The discovery? Bring back a once-important but now rarely used molecular technique and combine it with newer cloning and DNA sequencing methods. The effect is a dramatic leap in efficiency.
"It can reduce the cost of sequencing entire genomes by 50 to 95 percent," said Andrew Paterson, director of the UGA Plant Genome Mapping Laboratory (www.plantgenome.uga.edu) and a professor of crop and soil sciences, botany and genetics.
That kind of savings could be staggering. Sequencing the sorghum genome, used as an example to develop the new Cot-based Cloning and Sequencing (CBCS) method, would cost about $7.5 million, compared to $20 million with the current "shotgun" approach.
The difference is in the number of clones required to be sequenced. Sequencing the onion genome would require 119 million clones. CBCS slashes that to 15 million, eliminating the immense time and $354 million in funding required to do the other 104 million. For the sugar pine, CBCS cuts 281 million required clones to 60 million, knocking down costs by $750 million.
The thing that drives up the time and cost to sequence a genome is its vast number of relatively meaningless DNA sequences. "Repetitive sequences complicate all aspects of gene and genome research," Paterson said.
These highly repetitive sequences are, in essence, genetic junk, said Daniel Peterson, research coordinator with the Plant Genome Mapping Lab. There may be thousands, even millions, of copies of a single sequence. One such sequence, for example, is repeated nearly a million times in the human genome, accounting for nearly 10 percent of human DNA.

### Actions to take
• a. In the article on genome sequencing, how much would sequencing the sorghum genome cost with the current "shotgun" approach?
• b. Please copy the article on genome sequencing starting at "These highly repetitive" and ending at "of human DNA.", swapping "junk" for "debris".

(Referring expression pointing data)

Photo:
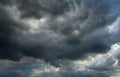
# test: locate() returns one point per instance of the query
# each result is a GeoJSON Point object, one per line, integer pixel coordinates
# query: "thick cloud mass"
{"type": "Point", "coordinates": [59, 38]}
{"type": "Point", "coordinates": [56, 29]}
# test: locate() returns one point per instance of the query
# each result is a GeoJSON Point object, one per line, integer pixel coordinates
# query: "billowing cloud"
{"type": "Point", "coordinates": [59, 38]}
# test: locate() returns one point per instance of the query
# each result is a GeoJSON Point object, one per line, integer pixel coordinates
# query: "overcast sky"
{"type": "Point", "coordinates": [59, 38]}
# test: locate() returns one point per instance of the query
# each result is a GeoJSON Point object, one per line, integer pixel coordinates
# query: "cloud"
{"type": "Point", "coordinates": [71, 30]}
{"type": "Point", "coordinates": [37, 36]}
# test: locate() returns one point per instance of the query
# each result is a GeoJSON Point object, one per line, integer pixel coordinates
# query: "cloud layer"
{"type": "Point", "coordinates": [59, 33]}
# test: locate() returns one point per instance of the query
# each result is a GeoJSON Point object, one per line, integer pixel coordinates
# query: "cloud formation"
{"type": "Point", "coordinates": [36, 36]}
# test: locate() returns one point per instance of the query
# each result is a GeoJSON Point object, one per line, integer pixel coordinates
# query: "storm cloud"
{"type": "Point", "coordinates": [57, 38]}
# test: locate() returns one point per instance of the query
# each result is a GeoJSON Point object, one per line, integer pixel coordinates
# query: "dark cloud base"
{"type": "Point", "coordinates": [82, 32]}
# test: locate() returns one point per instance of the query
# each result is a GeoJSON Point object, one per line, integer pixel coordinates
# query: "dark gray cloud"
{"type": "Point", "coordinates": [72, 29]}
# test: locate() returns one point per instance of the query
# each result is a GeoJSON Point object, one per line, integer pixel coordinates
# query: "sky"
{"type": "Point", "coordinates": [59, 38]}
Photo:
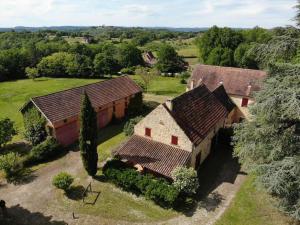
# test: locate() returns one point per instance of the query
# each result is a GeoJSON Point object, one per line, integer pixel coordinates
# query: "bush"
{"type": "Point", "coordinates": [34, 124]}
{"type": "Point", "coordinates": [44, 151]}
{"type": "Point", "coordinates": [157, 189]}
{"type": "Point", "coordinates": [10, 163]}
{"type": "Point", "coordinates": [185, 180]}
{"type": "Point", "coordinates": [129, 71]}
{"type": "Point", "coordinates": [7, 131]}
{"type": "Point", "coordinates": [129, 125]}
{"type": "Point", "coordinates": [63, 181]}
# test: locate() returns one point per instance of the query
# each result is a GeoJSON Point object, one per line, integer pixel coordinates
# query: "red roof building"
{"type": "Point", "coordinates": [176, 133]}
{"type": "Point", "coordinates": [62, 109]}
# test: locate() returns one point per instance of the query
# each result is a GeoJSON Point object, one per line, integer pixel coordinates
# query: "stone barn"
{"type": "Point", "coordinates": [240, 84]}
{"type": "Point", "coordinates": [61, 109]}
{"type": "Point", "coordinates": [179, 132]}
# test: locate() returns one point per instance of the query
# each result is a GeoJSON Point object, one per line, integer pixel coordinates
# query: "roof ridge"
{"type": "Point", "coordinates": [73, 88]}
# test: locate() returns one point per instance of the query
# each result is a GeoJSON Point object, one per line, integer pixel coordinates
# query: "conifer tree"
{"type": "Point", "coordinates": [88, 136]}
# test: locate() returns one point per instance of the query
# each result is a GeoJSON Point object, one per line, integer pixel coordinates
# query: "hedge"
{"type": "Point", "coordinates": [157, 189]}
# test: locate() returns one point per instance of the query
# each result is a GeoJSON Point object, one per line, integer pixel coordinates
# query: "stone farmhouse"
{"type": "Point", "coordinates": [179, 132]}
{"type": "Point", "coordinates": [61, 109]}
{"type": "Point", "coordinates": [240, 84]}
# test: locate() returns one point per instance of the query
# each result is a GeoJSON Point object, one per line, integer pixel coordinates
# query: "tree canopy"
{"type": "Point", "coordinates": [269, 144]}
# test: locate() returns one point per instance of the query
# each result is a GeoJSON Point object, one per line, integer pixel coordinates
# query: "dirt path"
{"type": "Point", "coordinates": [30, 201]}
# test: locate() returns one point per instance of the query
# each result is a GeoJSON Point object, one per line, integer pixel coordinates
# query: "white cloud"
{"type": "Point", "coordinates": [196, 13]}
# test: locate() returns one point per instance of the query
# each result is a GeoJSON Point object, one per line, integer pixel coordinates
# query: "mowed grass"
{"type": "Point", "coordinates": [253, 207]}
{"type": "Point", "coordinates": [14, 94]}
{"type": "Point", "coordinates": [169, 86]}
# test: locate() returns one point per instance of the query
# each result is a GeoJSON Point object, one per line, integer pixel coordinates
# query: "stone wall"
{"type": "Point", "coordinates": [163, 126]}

### Results
• a. About $20 million.

• b.
These highly repetitive sequences are, in essence, genetic debris, said Daniel Peterson, research coordinator with the Plant Genome Mapping Lab. There may be thousands, even millions, of copies of a single sequence. One such sequence, for example, is repeated nearly a million times in the human genome, accounting for nearly 10 percent of human DNA.